Point annotation dataset records:
____

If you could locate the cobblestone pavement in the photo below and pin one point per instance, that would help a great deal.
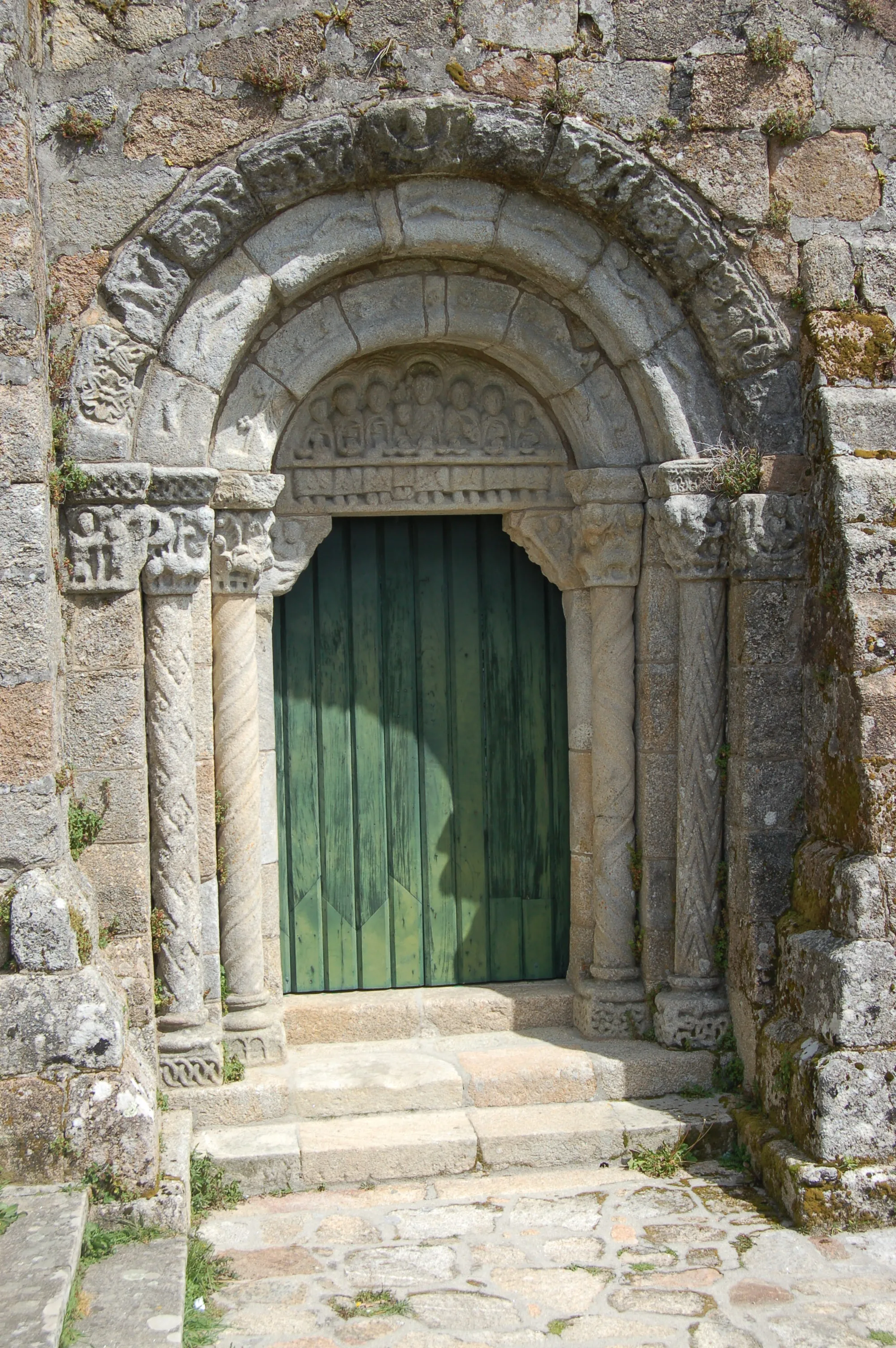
(592, 1255)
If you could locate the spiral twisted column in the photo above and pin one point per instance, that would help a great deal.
(177, 561)
(241, 553)
(692, 531)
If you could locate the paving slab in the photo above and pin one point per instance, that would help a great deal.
(135, 1297)
(39, 1255)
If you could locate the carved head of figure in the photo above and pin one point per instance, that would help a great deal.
(492, 401)
(378, 397)
(461, 394)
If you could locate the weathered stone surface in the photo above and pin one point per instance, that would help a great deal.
(145, 290)
(828, 176)
(189, 127)
(207, 220)
(737, 92)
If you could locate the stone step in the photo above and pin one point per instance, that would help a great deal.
(492, 1069)
(39, 1255)
(135, 1297)
(425, 1013)
(406, 1145)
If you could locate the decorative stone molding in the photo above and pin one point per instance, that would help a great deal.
(692, 533)
(546, 537)
(767, 540)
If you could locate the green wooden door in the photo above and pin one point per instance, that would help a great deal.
(422, 770)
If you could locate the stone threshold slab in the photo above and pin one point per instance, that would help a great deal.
(273, 1157)
(492, 1069)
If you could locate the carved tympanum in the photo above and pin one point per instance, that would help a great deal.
(427, 406)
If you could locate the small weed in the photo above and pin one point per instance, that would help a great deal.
(80, 126)
(560, 103)
(662, 1162)
(771, 49)
(736, 1158)
(207, 1273)
(862, 11)
(778, 215)
(84, 828)
(233, 1069)
(208, 1187)
(159, 928)
(737, 470)
(106, 1185)
(68, 478)
(787, 125)
(370, 1303)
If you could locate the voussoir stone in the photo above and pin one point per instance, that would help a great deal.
(202, 224)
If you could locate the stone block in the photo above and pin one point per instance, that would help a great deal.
(879, 273)
(764, 795)
(121, 878)
(74, 1018)
(27, 732)
(764, 623)
(766, 711)
(41, 933)
(735, 92)
(306, 162)
(251, 421)
(541, 26)
(827, 273)
(828, 176)
(224, 313)
(205, 223)
(729, 169)
(143, 289)
(668, 30)
(309, 347)
(316, 239)
(176, 419)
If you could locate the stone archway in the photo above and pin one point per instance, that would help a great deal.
(339, 242)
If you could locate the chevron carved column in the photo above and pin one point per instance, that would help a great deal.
(240, 554)
(692, 531)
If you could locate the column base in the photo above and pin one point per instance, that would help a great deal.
(611, 1009)
(692, 1014)
(190, 1059)
(258, 1045)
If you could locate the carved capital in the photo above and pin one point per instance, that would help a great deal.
(546, 536)
(692, 533)
(767, 537)
(178, 550)
(106, 548)
(607, 544)
(240, 550)
(294, 541)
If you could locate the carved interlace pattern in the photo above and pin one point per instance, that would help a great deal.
(701, 717)
(236, 768)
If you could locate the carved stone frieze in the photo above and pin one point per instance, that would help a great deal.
(178, 550)
(546, 537)
(767, 537)
(425, 406)
(106, 548)
(692, 533)
(240, 550)
(607, 542)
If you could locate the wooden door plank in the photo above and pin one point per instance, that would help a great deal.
(301, 735)
(402, 756)
(467, 709)
(502, 784)
(441, 936)
(375, 956)
(335, 758)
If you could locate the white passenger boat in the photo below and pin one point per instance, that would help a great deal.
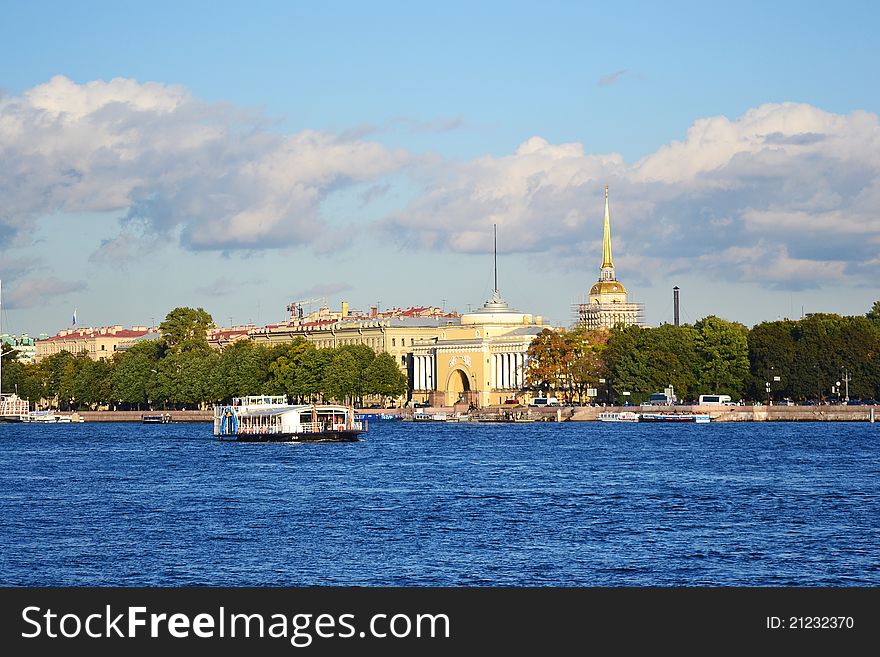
(622, 416)
(699, 418)
(265, 418)
(49, 417)
(12, 407)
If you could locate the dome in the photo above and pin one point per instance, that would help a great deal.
(608, 287)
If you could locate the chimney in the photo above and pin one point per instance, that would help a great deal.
(675, 304)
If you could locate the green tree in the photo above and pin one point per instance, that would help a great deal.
(67, 386)
(549, 357)
(134, 380)
(186, 378)
(241, 370)
(185, 329)
(362, 356)
(341, 376)
(308, 378)
(92, 383)
(384, 378)
(723, 349)
(283, 364)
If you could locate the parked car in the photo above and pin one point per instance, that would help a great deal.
(545, 401)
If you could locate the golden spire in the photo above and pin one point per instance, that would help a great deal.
(606, 241)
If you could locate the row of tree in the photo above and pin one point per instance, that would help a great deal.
(181, 370)
(819, 357)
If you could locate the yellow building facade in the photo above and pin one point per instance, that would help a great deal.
(98, 343)
(481, 362)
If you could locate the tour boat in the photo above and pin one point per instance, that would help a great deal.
(265, 418)
(12, 407)
(49, 417)
(623, 416)
(699, 418)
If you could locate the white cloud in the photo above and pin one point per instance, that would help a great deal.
(785, 189)
(787, 194)
(32, 292)
(165, 159)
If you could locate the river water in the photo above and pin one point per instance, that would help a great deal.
(543, 504)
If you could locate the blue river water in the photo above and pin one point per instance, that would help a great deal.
(543, 504)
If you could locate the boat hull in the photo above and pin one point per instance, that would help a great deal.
(659, 417)
(344, 436)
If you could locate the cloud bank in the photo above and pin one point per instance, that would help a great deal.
(168, 161)
(786, 195)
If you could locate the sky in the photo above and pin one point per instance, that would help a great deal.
(241, 156)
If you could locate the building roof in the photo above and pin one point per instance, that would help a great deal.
(88, 334)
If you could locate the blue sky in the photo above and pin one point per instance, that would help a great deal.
(238, 156)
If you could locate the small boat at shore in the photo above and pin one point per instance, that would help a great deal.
(699, 418)
(49, 417)
(156, 418)
(264, 418)
(622, 416)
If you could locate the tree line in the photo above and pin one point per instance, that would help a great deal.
(180, 370)
(814, 358)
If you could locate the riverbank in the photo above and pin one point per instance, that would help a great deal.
(575, 414)
(749, 413)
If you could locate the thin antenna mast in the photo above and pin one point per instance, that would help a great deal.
(495, 251)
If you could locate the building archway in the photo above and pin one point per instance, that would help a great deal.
(458, 387)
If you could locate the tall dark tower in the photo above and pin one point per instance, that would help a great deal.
(675, 304)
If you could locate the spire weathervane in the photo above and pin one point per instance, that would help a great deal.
(606, 239)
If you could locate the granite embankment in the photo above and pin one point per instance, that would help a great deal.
(748, 413)
(582, 413)
(137, 416)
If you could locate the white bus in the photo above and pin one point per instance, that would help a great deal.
(715, 399)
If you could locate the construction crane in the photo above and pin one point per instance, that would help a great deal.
(295, 307)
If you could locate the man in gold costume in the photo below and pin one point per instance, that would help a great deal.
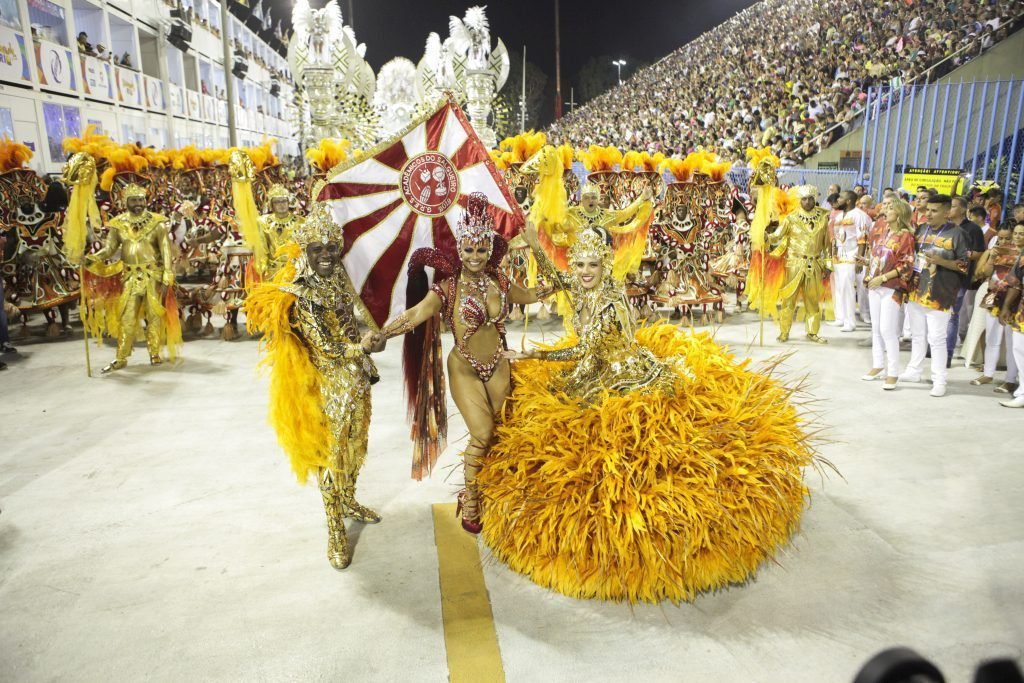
(803, 240)
(276, 228)
(145, 268)
(321, 372)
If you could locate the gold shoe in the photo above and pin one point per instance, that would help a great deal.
(339, 554)
(353, 509)
(114, 365)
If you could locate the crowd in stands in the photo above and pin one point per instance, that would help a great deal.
(942, 274)
(790, 74)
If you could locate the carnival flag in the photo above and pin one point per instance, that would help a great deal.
(409, 193)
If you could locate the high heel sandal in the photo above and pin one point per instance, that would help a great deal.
(470, 522)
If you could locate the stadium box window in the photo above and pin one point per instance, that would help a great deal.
(8, 14)
(47, 22)
(61, 121)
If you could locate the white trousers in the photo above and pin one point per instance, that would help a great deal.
(973, 349)
(995, 334)
(863, 299)
(885, 330)
(845, 293)
(928, 330)
(1018, 344)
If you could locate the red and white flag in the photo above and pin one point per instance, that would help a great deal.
(407, 194)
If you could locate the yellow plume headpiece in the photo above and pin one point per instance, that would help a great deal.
(13, 155)
(600, 159)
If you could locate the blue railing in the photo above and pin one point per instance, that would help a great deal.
(975, 127)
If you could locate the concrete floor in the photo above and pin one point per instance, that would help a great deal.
(152, 530)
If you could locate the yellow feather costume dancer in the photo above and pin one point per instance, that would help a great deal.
(559, 224)
(767, 271)
(320, 374)
(642, 467)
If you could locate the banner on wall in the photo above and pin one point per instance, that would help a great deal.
(96, 78)
(129, 87)
(13, 57)
(946, 180)
(53, 63)
(194, 105)
(154, 93)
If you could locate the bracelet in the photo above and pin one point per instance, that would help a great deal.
(398, 327)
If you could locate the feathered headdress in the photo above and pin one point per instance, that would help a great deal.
(329, 154)
(600, 159)
(12, 155)
(522, 146)
(642, 161)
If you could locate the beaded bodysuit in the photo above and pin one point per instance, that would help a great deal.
(472, 312)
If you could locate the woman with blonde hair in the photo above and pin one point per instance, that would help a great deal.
(888, 274)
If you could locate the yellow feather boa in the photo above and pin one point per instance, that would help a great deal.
(646, 497)
(296, 407)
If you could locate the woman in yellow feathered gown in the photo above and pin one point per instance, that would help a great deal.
(639, 466)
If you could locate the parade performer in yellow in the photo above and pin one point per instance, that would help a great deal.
(767, 271)
(321, 374)
(802, 240)
(639, 466)
(276, 228)
(146, 273)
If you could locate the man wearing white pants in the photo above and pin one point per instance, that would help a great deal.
(1012, 315)
(851, 227)
(939, 269)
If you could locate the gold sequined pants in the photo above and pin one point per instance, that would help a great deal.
(139, 296)
(804, 278)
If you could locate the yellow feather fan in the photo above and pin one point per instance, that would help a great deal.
(329, 154)
(296, 404)
(644, 497)
(600, 159)
(642, 161)
(13, 155)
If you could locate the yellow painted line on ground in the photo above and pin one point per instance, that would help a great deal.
(470, 639)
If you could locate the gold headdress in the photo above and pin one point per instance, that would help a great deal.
(133, 189)
(279, 191)
(318, 226)
(475, 224)
(592, 245)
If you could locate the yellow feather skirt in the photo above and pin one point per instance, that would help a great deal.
(647, 497)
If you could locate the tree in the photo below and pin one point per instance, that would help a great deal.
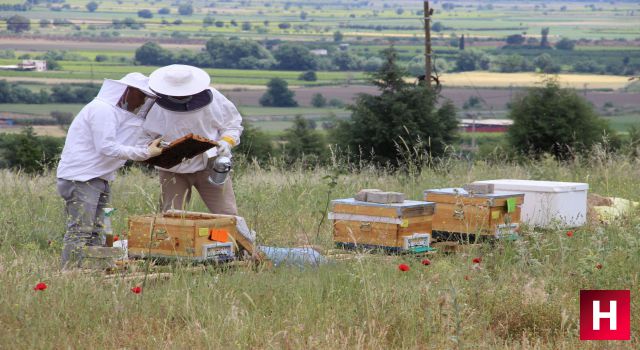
(337, 36)
(295, 57)
(565, 44)
(92, 6)
(207, 21)
(515, 39)
(318, 100)
(308, 76)
(550, 119)
(278, 94)
(239, 53)
(17, 24)
(145, 14)
(255, 145)
(545, 64)
(185, 9)
(403, 120)
(303, 142)
(544, 40)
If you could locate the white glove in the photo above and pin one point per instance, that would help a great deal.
(224, 148)
(154, 148)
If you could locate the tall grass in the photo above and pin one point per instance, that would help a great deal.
(524, 295)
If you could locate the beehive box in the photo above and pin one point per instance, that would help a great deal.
(460, 212)
(402, 226)
(205, 237)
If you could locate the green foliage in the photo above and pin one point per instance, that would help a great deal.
(62, 118)
(153, 54)
(254, 144)
(337, 36)
(185, 9)
(404, 119)
(92, 6)
(239, 53)
(469, 60)
(550, 119)
(278, 94)
(565, 44)
(28, 152)
(302, 142)
(318, 100)
(294, 57)
(308, 76)
(18, 24)
(145, 13)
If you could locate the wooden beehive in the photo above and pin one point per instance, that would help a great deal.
(195, 236)
(402, 226)
(458, 211)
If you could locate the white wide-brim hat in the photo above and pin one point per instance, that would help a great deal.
(138, 81)
(179, 80)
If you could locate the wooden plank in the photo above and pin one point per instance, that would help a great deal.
(475, 219)
(365, 210)
(375, 233)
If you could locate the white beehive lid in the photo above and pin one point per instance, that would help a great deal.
(536, 186)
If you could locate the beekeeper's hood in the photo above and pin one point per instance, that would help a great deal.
(181, 88)
(114, 92)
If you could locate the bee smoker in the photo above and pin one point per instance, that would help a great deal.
(219, 170)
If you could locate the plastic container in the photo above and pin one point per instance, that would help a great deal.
(548, 203)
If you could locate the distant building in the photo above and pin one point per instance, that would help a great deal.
(485, 125)
(319, 52)
(30, 65)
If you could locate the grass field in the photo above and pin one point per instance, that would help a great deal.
(524, 294)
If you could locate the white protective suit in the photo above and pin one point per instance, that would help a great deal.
(218, 120)
(101, 138)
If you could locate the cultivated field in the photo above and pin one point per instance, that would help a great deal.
(523, 295)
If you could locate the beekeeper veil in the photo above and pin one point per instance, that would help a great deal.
(136, 97)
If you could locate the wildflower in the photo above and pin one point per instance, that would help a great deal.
(403, 267)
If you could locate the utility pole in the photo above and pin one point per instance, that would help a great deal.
(427, 42)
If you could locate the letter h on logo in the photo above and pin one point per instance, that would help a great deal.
(599, 324)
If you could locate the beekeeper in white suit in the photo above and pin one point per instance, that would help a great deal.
(101, 138)
(187, 104)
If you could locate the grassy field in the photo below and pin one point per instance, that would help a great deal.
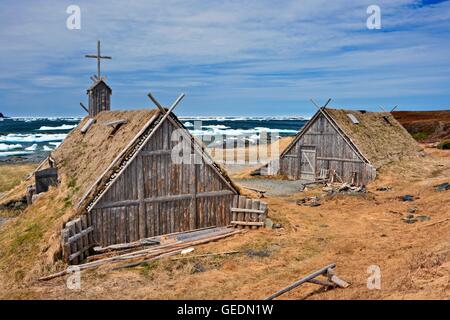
(355, 232)
(12, 174)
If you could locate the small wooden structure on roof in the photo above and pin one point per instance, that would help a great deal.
(99, 93)
(124, 185)
(351, 144)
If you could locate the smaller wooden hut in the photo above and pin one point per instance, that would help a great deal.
(352, 144)
(99, 95)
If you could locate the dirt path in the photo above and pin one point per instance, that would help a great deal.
(271, 186)
(355, 232)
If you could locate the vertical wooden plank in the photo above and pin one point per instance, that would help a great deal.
(262, 206)
(193, 224)
(84, 239)
(141, 195)
(235, 204)
(80, 240)
(241, 205)
(254, 216)
(65, 243)
(73, 246)
(247, 215)
(90, 223)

____

GOAL OF THE EXERCISE:
Write out, exactly, each line from the one containing "If you could locate the wildflower" down to the final line of the data above. Both of those lines count, and the pictures are left out.

RESULT OF THIS EXERCISE:
If you could locate the wildflower in the photo above and pin one point per instance, that would help a great deal.
(403, 267)
If you could locate the utility pole in the photo above and pin one point per instance, that would help a great deal.
(427, 42)
If you could locate the letter h on logo in the photo above and pin one point per instance, that would help a great deal.
(599, 324)
If you could locate the beekeeper in white suit in the photo above and pin one point per instance, that would help a great deal.
(101, 138)
(187, 104)
If you could locate the grassy field in the photo below and pin one point per instance, that would help a great deal.
(355, 232)
(12, 174)
If you could locate the small wooden structure on roof in the photo above and pin one point per instance, that would help a great deal.
(99, 93)
(124, 185)
(351, 144)
If you could locate the smaller wooden hut in the photo above and pin one point per instance, that would help a great deal.
(352, 144)
(99, 95)
If you could locate the dirt path in the photo above and pin one point per instance, that would help a great deal.
(271, 186)
(355, 232)
If you could locate the vertical wooden plank in the photo above and pin one point per instance, that would help a great deal.
(262, 206)
(193, 224)
(84, 239)
(141, 195)
(235, 204)
(80, 240)
(241, 205)
(254, 216)
(65, 243)
(73, 246)
(247, 215)
(90, 223)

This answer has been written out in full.